Given information:
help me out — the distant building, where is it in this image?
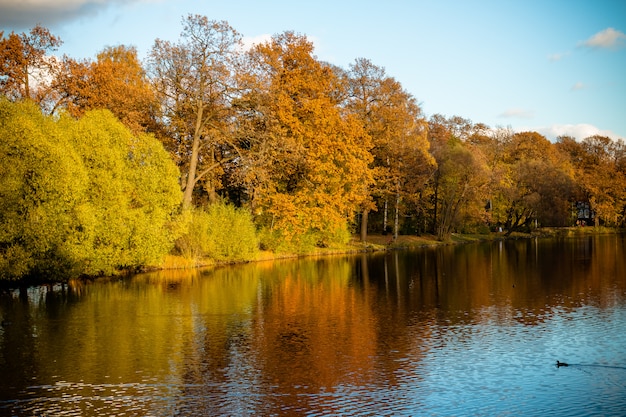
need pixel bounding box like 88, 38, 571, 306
575, 201, 594, 226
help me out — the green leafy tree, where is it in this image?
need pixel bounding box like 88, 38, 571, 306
64, 110, 182, 274
0, 99, 181, 280
174, 202, 258, 262
0, 100, 88, 279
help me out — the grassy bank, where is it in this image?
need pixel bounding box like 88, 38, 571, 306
159, 226, 623, 270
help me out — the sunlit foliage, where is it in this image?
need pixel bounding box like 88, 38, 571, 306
2, 20, 626, 282
427, 115, 490, 239
0, 100, 87, 279
55, 45, 158, 134
488, 131, 577, 233
557, 135, 626, 226
346, 58, 435, 240
0, 25, 62, 110
236, 32, 374, 252
0, 100, 181, 280
174, 202, 258, 262
64, 109, 182, 275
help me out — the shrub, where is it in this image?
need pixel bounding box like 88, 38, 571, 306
175, 203, 259, 262
258, 221, 351, 254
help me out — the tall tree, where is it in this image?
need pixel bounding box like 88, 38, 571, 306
557, 135, 626, 226
0, 100, 181, 279
0, 25, 62, 110
235, 32, 374, 251
427, 115, 489, 239
148, 15, 242, 209
493, 131, 575, 233
344, 58, 385, 240
346, 58, 434, 241
55, 45, 158, 134
0, 99, 86, 279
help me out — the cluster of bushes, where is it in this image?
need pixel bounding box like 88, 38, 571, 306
0, 100, 259, 281
173, 204, 259, 263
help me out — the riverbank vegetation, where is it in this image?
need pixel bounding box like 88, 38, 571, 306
1, 19, 625, 282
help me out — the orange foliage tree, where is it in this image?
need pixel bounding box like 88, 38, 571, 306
234, 32, 374, 251
557, 135, 626, 226
55, 45, 158, 134
346, 58, 434, 240
489, 131, 576, 233
0, 25, 62, 111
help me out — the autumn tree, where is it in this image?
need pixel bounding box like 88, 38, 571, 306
490, 131, 576, 233
55, 45, 158, 134
345, 58, 434, 240
435, 138, 489, 239
147, 15, 242, 209
427, 115, 490, 239
234, 32, 374, 251
0, 99, 87, 279
581, 135, 626, 226
65, 110, 182, 274
557, 135, 626, 226
0, 25, 62, 111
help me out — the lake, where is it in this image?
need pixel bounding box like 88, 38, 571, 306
1, 234, 625, 416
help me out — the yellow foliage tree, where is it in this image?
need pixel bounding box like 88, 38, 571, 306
0, 100, 181, 280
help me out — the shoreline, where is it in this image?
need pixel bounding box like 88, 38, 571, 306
160, 225, 623, 268
2, 226, 621, 288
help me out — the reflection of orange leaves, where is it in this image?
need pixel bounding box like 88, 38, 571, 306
254, 260, 377, 391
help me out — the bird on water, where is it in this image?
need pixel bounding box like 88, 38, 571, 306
556, 360, 569, 367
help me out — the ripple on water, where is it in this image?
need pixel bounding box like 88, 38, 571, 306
2, 381, 182, 417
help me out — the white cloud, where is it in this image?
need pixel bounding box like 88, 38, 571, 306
548, 52, 569, 62
499, 108, 534, 119
571, 81, 585, 91
579, 27, 626, 49
517, 124, 622, 141
240, 34, 273, 51
0, 0, 159, 28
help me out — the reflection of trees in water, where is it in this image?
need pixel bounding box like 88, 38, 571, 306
359, 236, 626, 329
2, 235, 624, 415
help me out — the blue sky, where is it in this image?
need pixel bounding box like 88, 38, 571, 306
1, 0, 625, 141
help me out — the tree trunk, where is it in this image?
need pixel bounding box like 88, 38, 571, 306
393, 191, 400, 240
182, 101, 204, 209
383, 198, 388, 233
432, 171, 439, 234
360, 209, 369, 242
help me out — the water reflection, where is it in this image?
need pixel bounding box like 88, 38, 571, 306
1, 235, 625, 415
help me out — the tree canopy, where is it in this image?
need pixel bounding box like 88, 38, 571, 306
1, 20, 626, 280
0, 100, 181, 280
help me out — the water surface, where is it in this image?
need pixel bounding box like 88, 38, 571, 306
1, 234, 625, 416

Your instructions:
All lines in the listing above that contain "orange" should be shown.

Your solution:
help me out — the orange foliage tree, where is it in this image?
help me out — the reflection of orange leaves, where is it in this image?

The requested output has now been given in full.